[Point-based annotation items]
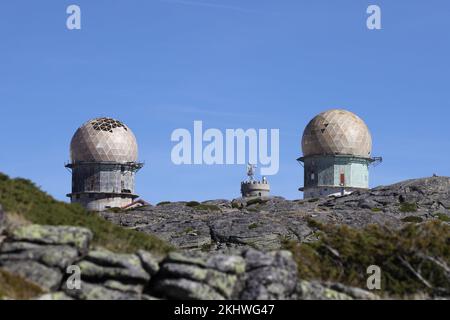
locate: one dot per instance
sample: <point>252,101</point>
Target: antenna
<point>376,161</point>
<point>251,171</point>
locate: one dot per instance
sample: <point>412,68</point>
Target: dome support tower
<point>337,149</point>
<point>104,164</point>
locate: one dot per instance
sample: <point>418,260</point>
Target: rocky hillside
<point>254,249</point>
<point>266,224</point>
<point>42,255</point>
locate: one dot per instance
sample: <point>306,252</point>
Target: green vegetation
<point>202,206</point>
<point>15,287</point>
<point>22,198</point>
<point>442,217</point>
<point>253,226</point>
<point>415,258</point>
<point>206,247</point>
<point>255,201</point>
<point>408,207</point>
<point>207,207</point>
<point>413,219</point>
<point>236,205</point>
<point>192,204</point>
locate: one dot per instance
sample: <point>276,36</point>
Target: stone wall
<point>43,254</point>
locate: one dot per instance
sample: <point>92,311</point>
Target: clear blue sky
<point>160,65</point>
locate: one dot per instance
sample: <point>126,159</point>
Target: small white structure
<point>254,188</point>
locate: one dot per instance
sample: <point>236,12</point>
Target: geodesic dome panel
<point>337,132</point>
<point>104,140</point>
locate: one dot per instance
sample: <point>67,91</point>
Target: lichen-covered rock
<point>355,293</point>
<point>103,264</point>
<point>269,276</point>
<point>149,262</point>
<point>54,296</point>
<point>265,225</point>
<point>213,275</point>
<point>58,235</point>
<point>221,282</point>
<point>90,291</point>
<point>306,290</point>
<point>184,289</point>
<point>45,277</point>
<point>119,286</point>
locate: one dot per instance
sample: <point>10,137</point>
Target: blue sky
<point>160,65</point>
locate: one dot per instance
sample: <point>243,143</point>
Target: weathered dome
<point>337,132</point>
<point>104,140</point>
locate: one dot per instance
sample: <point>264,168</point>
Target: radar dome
<point>104,140</point>
<point>337,132</point>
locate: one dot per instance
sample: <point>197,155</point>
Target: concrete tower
<point>104,157</point>
<point>254,188</point>
<point>337,148</point>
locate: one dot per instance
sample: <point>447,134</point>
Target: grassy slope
<point>343,254</point>
<point>14,287</point>
<point>22,197</point>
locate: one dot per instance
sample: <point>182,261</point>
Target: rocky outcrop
<point>230,226</point>
<point>48,256</point>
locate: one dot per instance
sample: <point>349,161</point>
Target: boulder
<point>306,290</point>
<point>184,289</point>
<point>77,237</point>
<point>50,255</point>
<point>45,277</point>
<point>149,262</point>
<point>89,291</point>
<point>194,275</point>
<point>269,276</point>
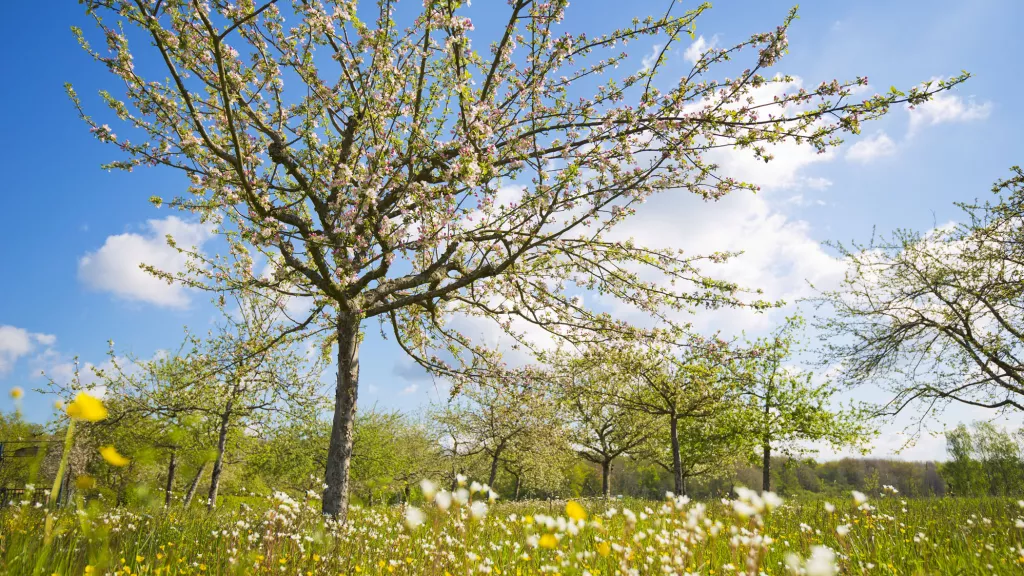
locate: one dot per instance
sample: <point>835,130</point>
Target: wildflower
<point>821,563</point>
<point>574,510</point>
<point>112,456</point>
<point>478,509</point>
<point>429,490</point>
<point>548,541</point>
<point>86,408</point>
<point>443,500</point>
<point>414,518</point>
<point>771,500</point>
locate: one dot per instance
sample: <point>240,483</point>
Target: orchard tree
<point>239,378</point>
<point>676,385</point>
<point>397,172</point>
<point>786,407</point>
<point>937,317</point>
<point>505,414</point>
<point>599,432</point>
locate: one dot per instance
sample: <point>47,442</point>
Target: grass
<point>279,535</point>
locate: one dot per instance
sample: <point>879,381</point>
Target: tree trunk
<point>339,455</point>
<point>172,467</point>
<point>494,466</point>
<point>218,464</point>
<point>606,479</point>
<point>766,468</point>
<point>677,461</point>
<point>195,484</point>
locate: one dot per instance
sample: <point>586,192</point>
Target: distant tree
<point>504,414</point>
<point>692,396</point>
<point>937,318</point>
<point>375,179</point>
<point>599,430</point>
<point>786,407</point>
<point>239,378</point>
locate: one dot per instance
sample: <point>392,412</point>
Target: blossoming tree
<point>396,172</point>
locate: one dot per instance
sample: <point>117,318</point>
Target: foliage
<point>274,534</point>
<point>377,180</point>
<point>984,461</point>
<point>786,408</point>
<point>936,317</point>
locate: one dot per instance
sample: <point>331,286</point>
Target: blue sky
<point>72,234</point>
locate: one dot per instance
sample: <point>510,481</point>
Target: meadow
<point>469,532</point>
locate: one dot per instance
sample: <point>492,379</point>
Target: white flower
<point>478,509</point>
<point>771,500</point>
<point>429,490</point>
<point>821,563</point>
<point>414,518</point>
<point>742,509</point>
<point>443,500</point>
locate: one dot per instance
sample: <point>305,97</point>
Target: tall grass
<point>279,535</point>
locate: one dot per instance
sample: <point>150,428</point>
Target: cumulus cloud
<point>649,59</point>
<point>945,108</point>
<point>870,149</point>
<point>16,342</point>
<point>115,266</point>
<point>698,47</point>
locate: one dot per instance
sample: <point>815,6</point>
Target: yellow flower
<point>86,408</point>
<point>574,510</point>
<point>112,456</point>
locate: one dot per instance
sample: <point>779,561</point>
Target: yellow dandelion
<point>574,510</point>
<point>86,408</point>
<point>112,456</point>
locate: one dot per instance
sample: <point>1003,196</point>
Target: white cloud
<point>872,148</point>
<point>16,342</point>
<point>649,59</point>
<point>115,268</point>
<point>779,255</point>
<point>698,47</point>
<point>944,108</point>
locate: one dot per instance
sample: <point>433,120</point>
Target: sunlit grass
<point>280,535</point>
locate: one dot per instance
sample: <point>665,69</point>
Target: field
<point>456,534</point>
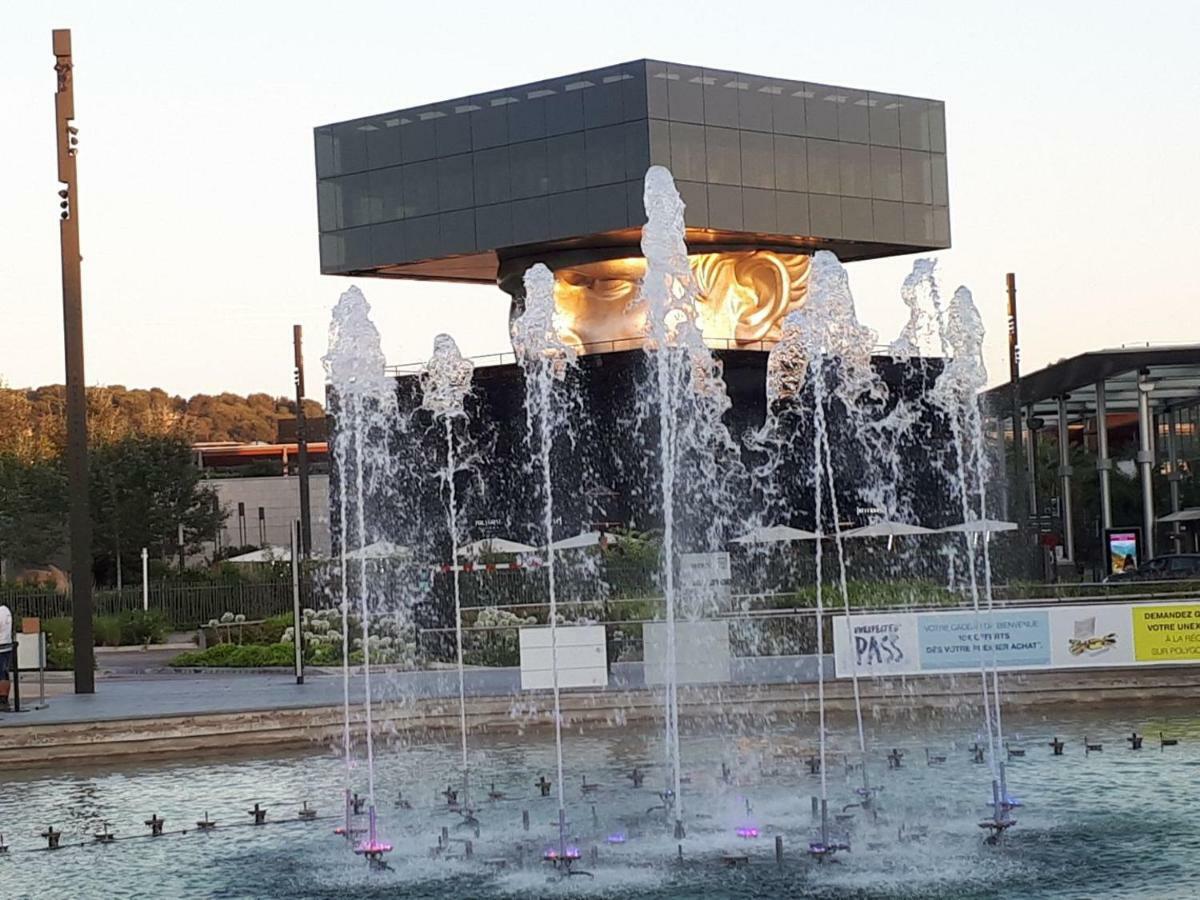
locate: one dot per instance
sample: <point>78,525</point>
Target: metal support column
<point>1065,473</point>
<point>1023,510</point>
<point>1103,463</point>
<point>79,514</point>
<point>1174,475</point>
<point>1146,461</point>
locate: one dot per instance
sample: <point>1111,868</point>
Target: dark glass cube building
<point>455,190</point>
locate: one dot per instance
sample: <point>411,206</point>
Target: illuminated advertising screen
<point>1125,549</point>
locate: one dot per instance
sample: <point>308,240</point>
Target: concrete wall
<point>279,496</point>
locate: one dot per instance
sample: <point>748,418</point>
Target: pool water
<point>1116,823</point>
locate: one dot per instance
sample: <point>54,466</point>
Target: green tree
<point>142,490</point>
<point>33,509</point>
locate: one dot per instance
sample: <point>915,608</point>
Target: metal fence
<point>184,606</point>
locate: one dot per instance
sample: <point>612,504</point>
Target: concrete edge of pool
<point>247,731</point>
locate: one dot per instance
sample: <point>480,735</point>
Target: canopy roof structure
<point>887,528</point>
<point>772,534</point>
<point>1174,370</point>
<point>495,545</point>
<point>263,555</point>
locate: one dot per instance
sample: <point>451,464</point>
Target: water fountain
<point>828,408</point>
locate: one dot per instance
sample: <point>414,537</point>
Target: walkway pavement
<point>159,695</point>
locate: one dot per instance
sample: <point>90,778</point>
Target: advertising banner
<point>1018,639</point>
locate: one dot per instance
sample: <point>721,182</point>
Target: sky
<point>1073,142</point>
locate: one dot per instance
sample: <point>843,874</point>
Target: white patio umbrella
<point>588,539</point>
<point>379,550</point>
<point>981,526</point>
<point>495,545</point>
<point>1183,515</point>
<point>771,534</point>
<point>887,528</point>
<point>263,555</point>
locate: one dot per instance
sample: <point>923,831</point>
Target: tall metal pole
<point>1065,473</point>
<point>1021,508</point>
<point>1173,477</point>
<point>77,399</point>
<point>1103,463</point>
<point>1146,461</point>
<point>303,444</point>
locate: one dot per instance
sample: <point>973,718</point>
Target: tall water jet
<point>955,394</point>
<point>690,399</point>
<point>823,342</point>
<point>545,359</point>
<point>445,382</point>
<point>365,414</point>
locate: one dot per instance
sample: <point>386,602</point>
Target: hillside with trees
<point>143,480</point>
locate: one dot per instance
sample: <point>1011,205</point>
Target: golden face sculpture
<point>742,299</point>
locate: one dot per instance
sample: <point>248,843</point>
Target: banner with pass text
<point>1033,637</point>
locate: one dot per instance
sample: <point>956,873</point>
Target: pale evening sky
<point>1072,129</point>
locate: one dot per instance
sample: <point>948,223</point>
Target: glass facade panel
<point>688,153</point>
<point>852,117</point>
<point>451,133</point>
<point>724,156</point>
<point>821,111</point>
<point>759,210</point>
<point>825,214</point>
<point>915,125</point>
<point>917,175</point>
<point>855,169</point>
<point>637,150</point>
<point>886,181</point>
<point>323,149</point>
<point>695,197</point>
<point>383,147</point>
<point>787,108</point>
<point>489,124</point>
<point>354,192</point>
<point>493,226</point>
<point>527,163</point>
<point>791,163</point>
<point>456,232</point>
<point>568,213</point>
<point>492,180</point>
<point>685,97</point>
<point>418,138</point>
<point>605,154</point>
<point>941,187</point>
<point>825,167</point>
<point>757,160</point>
<point>565,162</point>
<point>856,219</point>
<point>527,119</point>
<point>605,102</point>
<point>888,221</point>
<point>388,186</point>
<point>349,148</point>
<point>725,207</point>
<point>420,189</point>
<point>455,183</point>
<point>657,90</point>
<point>885,120</point>
<point>531,221</point>
<point>564,112</point>
<point>721,91</point>
<point>792,211</point>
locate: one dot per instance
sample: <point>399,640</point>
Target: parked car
<point>1173,567</point>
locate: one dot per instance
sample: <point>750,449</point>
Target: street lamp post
<point>76,395</point>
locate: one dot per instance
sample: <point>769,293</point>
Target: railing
<point>623,343</point>
<point>184,606</point>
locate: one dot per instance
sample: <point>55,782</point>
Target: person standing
<point>5,654</point>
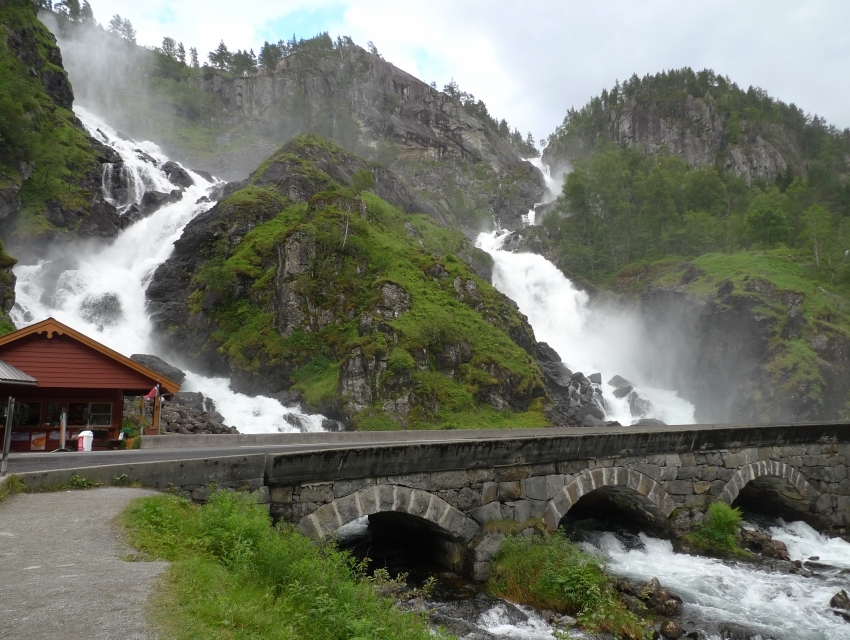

GIVEN PROBLEM: Can you retype the items from the very start through the line that contains "<point>104,164</point>", including that line, and leave the pictures out?

ANSWER TO THIS EXERCISE:
locate: one dot per instance
sample: <point>252,101</point>
Target: antenna
<point>376,161</point>
<point>251,171</point>
locate: one dot per instance
sample: <point>412,68</point>
Target: dome support tower
<point>337,149</point>
<point>104,164</point>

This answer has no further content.